## Directions
Word for word, reproduce the records that follow.

Records excerpted from a collection
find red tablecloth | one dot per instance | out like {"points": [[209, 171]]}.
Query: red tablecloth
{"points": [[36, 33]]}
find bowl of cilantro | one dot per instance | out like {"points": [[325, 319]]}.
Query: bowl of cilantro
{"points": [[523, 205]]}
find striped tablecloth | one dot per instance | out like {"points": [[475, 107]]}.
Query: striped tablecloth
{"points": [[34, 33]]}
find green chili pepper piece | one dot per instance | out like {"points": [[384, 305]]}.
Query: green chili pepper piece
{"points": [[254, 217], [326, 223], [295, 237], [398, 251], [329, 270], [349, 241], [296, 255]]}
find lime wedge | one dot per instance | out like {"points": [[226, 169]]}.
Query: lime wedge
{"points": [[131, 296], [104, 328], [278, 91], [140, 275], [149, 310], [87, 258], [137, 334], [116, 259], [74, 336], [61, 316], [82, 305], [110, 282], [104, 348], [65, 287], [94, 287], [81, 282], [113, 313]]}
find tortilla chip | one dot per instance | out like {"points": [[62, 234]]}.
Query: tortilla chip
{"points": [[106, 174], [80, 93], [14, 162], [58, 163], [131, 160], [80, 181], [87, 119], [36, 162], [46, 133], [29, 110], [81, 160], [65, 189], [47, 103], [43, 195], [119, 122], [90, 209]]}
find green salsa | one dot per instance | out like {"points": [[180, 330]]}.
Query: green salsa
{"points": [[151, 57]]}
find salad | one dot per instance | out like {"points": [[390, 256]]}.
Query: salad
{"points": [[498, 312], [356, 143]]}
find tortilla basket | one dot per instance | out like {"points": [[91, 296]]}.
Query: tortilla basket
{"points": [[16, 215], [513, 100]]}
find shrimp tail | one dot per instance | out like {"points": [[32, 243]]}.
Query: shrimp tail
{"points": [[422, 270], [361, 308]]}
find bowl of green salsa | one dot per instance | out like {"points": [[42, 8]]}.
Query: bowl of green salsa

## Response box
find red tablecloth | one dot per instance | out like {"points": [[209, 171]]}.
Query: red tablecloth
{"points": [[36, 33]]}
find bowl of cilantro | one dot per instance | out like {"points": [[325, 319]]}.
Query: bowl of cilantro
{"points": [[523, 205]]}
find striped tablecloth | one dot per instance | out like {"points": [[475, 107]]}.
Query: striped tablecloth
{"points": [[34, 33]]}
find green chili pepper piece | one dot per instance | out like {"points": [[384, 305]]}.
Query: green chili pepper piece
{"points": [[254, 217], [326, 223], [295, 237], [398, 251], [329, 270], [349, 241], [296, 255]]}
find lime wedge | one dot per instance | out like {"points": [[226, 169]]}.
Query: lime wedge
{"points": [[131, 296], [104, 328], [278, 91], [140, 275], [149, 310], [87, 258], [137, 334], [116, 259], [74, 336], [61, 316], [82, 305], [110, 282], [104, 348], [65, 287], [94, 287], [81, 282], [113, 313]]}
find tortilla chip | one dot per instance | out like {"points": [[62, 234]]}.
Query: tortilla chip
{"points": [[106, 174], [80, 93], [14, 162], [58, 163], [131, 160], [80, 181], [87, 119], [36, 162], [46, 133], [29, 110], [81, 160], [65, 189], [47, 103], [43, 195], [119, 122], [90, 209]]}
find green salsa | one dot per instance | out like {"points": [[180, 330]]}.
Query: green salsa
{"points": [[151, 57]]}
find salad | one dot per instance | out like {"points": [[390, 256]]}.
Query: salad
{"points": [[498, 312], [356, 143]]}
find tortilla basket | one dot per instance | out like {"points": [[91, 296]]}.
Query: tortilla basket
{"points": [[16, 215], [513, 100]]}
find shrimp tail | one dot per instance | out like {"points": [[32, 243]]}.
Query: shrimp tail
{"points": [[422, 270], [361, 308]]}
find bowl of green salsa | one dot per instance | out like {"points": [[42, 8]]}.
Query: bowl of green salsa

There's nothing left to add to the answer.